▶ _EXTRAIT_:
>>>

Le terme de Formation Ouverte et À Distance est apparu pour la première fois en 1991, et il fut utilisé l’année suivante lors d’un appel à projets de la Délégation à la formation professionnelle (Blandin 2004), et depuis lors, sa caractérisation ne cesse d’évoluer. Il nous paraît important de le revisiter à l’aune de l’accélération du renouvellement des connaissances et compétences, et des outils de gestion des connaissances (knowledge management) débouchant sur des pratiques formatives évolutives pour les salariés. La FOAD revêt pour nous trois acceptions complémentaires et indissociables :

 1/ un concept : dans le langage de Kant, le concept (Begriff) exprime toute idée qui est générale et abstraite sans être absolue ; il le définit comme un acte de la conscience qui opère la synthèse du divers des perceptions, et ainsi se trouve susceptible d’évolution car non figé dans une certitude absolue. La FOAD est un concept d’apprentissage en construction, qui fait appel à une modularisation (learning objects)[6] des contenus didactiques, la modélisation des parcours et des activités, la prise en compte des styles cognitifs à l’aide d’une navigation multidimensionnelle, la mise à jour possible des contenus en temps réel, l’ouverture informationnelle avec des liens (URL) vers des bases documentaires extérieures.

 2/ un processus : un cheminement, une suite continue de faits, de phénomènes présentant une certaine unité ou une certaine régularité dans leur déroulement. C’est un ensemble d’opérations successives, organisées en vue d’un résultat déterminé. Ce processus de FOAD permet de progresser avec méthode et organisation dans ses apprentissages en ligne, en se connectant à une plateforme LMS[7] à l’aide de réseaux numériques ou à Internet, hier à l’aide d’un ordinateur, et aujourd’hui à l’aide d’un téléphone, d’un Smartphone, ou d’une tablette numérique.

 3/ un dispositif  : un ensemble d’éléments agencés en vue d’un but précis, c’est-à-dire une somme de mesures pédagogiques et didactiques, un environnement technique et technologique, un accompagnement et un encadrement humain spécifique (tuteur/médiateur/facilitateur), qui doivent être mis en œuvre en vue d’atteindre un objectif d’apprentissage.

<<<

▶ _DONNÉES ENREGISTRÉES_:
>>>

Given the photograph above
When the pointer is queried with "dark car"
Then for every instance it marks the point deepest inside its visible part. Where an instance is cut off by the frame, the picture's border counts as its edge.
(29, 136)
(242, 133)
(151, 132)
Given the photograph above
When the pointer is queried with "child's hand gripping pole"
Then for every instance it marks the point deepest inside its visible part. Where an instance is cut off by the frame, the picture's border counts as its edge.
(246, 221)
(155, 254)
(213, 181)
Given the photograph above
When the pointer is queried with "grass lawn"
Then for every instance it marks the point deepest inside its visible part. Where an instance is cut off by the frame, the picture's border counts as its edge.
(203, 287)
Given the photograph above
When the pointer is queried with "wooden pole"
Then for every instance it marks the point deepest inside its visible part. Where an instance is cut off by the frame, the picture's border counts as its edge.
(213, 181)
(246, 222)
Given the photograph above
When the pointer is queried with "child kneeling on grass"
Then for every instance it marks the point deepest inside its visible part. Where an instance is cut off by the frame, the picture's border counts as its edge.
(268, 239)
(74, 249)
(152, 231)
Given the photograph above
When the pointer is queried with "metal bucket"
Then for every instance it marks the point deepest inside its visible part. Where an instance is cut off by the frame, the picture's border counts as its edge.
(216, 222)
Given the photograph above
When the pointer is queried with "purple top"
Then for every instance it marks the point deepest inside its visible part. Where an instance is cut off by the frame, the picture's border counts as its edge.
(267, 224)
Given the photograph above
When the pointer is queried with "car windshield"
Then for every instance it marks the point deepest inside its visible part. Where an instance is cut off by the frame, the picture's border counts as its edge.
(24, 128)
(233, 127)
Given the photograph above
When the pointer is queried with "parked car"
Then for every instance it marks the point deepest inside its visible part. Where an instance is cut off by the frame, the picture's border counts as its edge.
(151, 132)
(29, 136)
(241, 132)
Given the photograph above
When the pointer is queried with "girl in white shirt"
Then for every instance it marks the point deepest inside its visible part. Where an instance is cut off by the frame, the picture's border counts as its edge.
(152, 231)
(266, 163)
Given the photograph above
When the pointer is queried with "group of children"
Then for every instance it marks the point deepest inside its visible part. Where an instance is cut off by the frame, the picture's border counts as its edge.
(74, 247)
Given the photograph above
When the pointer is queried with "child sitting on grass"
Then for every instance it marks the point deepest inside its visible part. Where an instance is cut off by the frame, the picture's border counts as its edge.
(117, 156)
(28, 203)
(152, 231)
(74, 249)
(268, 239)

<<<

▶ _CONSIGNE_:
Répondez brièvement aux questions suivantes à l'aide de l'extrait.
1. En quelle année le terme de Formation Ouverte et À Distance est-il apparu pour la première fois ?
2. Dans le processus de FOAD, à quel type de plateforme se connecte-t-on ?
3. Quels rôles l'extrait cite-t-il pour l'encadrement humain du dispositif ?

▶ _RÉPONSE ATTENDUE_:
1. En 1991.
2. À une plateforme LMS.
3. Tuteur, médiateur et facilitateur.